DATASET EXCERPTS:
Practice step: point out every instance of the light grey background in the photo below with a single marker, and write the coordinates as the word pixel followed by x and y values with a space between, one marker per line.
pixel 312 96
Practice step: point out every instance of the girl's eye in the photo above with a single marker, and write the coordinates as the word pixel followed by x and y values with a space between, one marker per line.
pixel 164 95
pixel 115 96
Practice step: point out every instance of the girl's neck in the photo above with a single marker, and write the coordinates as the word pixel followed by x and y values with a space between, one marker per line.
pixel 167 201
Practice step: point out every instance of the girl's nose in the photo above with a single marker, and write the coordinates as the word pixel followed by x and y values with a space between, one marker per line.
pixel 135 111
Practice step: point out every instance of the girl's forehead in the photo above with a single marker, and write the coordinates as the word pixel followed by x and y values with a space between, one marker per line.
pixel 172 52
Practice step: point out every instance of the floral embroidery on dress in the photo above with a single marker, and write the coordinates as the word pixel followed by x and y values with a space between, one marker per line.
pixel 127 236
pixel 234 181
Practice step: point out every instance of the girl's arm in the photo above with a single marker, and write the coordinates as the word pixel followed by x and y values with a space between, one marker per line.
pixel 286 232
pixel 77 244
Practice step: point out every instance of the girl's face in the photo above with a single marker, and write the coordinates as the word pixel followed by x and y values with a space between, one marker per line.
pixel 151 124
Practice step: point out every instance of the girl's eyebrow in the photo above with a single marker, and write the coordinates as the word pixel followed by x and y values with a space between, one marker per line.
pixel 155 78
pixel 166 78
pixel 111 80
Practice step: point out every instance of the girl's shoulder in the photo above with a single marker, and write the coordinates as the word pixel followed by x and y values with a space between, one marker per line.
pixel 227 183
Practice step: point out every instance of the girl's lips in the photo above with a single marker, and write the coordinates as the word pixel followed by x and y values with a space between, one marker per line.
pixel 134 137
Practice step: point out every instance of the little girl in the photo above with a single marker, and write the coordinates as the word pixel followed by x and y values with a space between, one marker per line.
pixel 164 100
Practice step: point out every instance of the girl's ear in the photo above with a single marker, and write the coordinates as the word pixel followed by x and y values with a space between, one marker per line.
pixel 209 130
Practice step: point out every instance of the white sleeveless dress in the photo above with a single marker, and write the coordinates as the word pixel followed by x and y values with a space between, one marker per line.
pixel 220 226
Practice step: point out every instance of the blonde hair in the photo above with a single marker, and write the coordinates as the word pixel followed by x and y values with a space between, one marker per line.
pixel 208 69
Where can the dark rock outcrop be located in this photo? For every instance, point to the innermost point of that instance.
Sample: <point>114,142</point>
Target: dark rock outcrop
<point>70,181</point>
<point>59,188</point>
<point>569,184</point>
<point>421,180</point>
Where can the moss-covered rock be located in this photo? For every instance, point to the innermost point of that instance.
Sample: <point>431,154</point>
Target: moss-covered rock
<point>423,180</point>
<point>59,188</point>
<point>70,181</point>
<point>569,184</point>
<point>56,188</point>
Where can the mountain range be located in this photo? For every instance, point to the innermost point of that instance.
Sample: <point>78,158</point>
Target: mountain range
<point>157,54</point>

PROBLEM STATEMENT: Can you render the rows as a numbered list, starting at the very beginning and ending with the line that contains "pixel 312 96", that line included, and leaving out any blank lines?

WRITTEN ANSWER:
1. Practice step: point out every instance of the light grey background in the photo below with a single marker, and write the coordinates as the word pixel followed by x and y values with a space between, one marker per line.
2. pixel 312 96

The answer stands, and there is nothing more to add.